• _Complete the following_:
[1] Reproduce everything in the CETA post from "During our time" down to "signed in late-2011.".
[2] According to the CETA post, which round of negotiations on the agreement took place in Brussels that week?

• _Selection_:

It’s just after 7:30 a.m. here in Brussels (1:30 a.m. EST) and I am about to start the journey back to Canada.

The Council of Canadians joined forces this past week with the Trade Justice Network, the Canadian Centre for Policy Alternatives, the National Union of Public and General Employees, and ATTAC-Quebec to fight the Canada-EU Comprehensive Economic and Trade Agreement (CETA) during its fourth round of negotiations here.

During our time here we met with many Members of the European Parliament, representatives of the political groups in the EP, and allies — notably Corporate Europe Observatory and Food and Water Watch Europe — spoke to domestic and international media, delivered petitions opposing CETA to the Canadian embassy to the EU, worked to better understand the politics and political institutions of the EU, supported the UN resolution on the right to water at the EP, heard from Canada’s chief CETA negotiator, and made new and exciting plans to stop CETA before it is scheduled to be signed in late-2011.

• _Data supplied_:
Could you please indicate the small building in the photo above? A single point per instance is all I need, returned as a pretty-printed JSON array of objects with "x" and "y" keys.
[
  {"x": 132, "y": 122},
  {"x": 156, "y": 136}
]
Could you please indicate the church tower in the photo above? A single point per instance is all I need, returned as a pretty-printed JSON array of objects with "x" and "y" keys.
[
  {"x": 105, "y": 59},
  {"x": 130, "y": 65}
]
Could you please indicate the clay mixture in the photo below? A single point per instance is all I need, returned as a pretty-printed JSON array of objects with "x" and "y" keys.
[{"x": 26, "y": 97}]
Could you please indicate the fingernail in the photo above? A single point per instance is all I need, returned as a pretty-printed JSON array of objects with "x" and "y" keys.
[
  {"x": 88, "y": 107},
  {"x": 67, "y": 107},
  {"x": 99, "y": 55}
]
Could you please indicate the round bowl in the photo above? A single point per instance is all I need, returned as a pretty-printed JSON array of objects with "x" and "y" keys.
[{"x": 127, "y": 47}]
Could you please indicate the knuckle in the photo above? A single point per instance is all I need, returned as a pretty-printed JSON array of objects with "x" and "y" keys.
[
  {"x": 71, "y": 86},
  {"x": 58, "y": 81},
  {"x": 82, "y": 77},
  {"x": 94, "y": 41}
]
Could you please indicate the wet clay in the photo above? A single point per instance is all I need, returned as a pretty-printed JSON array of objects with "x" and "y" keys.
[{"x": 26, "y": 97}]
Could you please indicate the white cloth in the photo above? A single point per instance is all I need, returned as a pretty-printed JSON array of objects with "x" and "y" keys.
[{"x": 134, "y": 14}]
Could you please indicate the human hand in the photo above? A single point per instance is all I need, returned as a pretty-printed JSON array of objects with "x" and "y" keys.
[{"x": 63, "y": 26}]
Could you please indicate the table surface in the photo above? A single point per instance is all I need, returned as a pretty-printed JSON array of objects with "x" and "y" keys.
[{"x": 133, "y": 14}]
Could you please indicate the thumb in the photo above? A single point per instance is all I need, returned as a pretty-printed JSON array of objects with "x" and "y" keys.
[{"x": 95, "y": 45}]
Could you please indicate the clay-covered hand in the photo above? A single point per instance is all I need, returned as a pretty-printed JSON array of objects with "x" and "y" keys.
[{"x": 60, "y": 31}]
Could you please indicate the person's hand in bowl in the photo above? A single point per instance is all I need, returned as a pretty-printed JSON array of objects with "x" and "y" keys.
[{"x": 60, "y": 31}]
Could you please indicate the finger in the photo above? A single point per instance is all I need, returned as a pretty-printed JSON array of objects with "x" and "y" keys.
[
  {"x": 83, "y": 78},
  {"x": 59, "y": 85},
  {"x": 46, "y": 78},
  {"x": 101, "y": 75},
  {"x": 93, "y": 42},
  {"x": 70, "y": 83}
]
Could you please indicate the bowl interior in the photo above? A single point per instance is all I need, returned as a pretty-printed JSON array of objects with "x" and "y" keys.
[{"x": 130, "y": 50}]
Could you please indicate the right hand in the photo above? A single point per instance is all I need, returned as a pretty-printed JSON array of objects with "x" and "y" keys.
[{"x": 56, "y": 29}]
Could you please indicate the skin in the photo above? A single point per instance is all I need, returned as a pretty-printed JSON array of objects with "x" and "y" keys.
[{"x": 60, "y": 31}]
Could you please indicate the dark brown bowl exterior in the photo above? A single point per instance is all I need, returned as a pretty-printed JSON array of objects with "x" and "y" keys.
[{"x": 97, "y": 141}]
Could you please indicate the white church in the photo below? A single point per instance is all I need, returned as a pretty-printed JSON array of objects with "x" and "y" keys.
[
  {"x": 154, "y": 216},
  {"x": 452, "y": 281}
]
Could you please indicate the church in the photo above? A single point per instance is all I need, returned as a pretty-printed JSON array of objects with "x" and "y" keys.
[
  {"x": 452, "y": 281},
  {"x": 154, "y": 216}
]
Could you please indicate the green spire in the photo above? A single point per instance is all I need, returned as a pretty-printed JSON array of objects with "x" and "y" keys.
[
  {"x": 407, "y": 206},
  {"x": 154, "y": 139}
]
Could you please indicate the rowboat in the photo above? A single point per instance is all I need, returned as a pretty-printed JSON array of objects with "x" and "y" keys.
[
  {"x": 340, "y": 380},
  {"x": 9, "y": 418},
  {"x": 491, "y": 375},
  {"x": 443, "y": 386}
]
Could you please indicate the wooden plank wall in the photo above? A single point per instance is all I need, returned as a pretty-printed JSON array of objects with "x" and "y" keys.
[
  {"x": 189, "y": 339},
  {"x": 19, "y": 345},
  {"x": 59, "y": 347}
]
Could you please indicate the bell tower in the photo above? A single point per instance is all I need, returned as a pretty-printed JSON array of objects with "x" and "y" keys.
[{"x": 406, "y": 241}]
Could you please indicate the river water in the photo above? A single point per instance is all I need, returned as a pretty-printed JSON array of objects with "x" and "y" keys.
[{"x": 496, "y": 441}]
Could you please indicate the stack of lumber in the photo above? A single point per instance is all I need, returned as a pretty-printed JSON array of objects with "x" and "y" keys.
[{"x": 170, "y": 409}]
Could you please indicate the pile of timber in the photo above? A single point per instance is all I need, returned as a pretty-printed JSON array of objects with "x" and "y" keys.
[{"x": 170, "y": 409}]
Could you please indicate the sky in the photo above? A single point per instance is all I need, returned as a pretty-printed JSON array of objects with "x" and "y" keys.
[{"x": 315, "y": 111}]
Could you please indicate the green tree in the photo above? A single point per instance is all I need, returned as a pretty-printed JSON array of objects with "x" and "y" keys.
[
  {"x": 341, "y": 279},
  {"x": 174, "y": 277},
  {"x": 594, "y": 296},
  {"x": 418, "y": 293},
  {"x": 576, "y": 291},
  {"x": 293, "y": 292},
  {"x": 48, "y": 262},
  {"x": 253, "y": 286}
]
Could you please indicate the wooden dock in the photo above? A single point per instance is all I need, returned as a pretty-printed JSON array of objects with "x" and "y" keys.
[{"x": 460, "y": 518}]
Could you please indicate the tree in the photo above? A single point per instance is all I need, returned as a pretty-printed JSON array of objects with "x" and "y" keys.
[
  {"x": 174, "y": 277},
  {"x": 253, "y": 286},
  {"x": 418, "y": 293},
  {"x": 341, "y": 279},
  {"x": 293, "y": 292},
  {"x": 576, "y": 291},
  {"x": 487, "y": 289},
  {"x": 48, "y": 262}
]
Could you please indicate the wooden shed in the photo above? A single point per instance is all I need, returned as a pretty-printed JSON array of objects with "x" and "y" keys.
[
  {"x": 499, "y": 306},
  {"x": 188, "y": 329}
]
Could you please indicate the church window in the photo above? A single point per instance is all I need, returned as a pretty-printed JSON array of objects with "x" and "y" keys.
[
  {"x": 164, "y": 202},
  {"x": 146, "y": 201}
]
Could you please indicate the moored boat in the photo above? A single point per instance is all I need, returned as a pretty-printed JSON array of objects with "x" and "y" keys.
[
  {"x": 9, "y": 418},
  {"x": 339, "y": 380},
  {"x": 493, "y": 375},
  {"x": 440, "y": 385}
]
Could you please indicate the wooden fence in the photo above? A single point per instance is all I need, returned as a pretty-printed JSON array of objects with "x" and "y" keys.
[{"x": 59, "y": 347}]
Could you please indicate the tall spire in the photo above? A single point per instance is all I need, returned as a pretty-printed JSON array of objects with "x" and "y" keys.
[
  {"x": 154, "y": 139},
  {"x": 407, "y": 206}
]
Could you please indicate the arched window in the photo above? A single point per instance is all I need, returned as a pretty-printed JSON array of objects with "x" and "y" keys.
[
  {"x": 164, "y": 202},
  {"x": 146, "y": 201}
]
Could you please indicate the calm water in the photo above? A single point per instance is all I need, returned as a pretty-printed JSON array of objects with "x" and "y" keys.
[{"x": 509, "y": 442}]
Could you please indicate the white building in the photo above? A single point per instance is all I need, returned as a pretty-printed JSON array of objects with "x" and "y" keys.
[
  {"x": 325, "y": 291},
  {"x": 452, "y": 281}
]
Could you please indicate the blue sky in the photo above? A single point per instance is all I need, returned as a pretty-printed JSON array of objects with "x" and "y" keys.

• _In response_:
[1]
During our time here we met with many Members of the European Parliament, representatives of the political groups in the EP, and allies — notably Corporate Europe Observatory and Food and Water Watch Europe — spoke to domestic and international media, delivered petitions opposing CETA to the Canadian embassy to the EU, worked to better understand the politics and political institutions of the EU, supported the UN resolution on the right to water at the EP, heard from Canada’s chief CETA negotiator, and made new and exciting plans to stop CETA before it is scheduled to be signed in late-2011.

[2] The fourth round.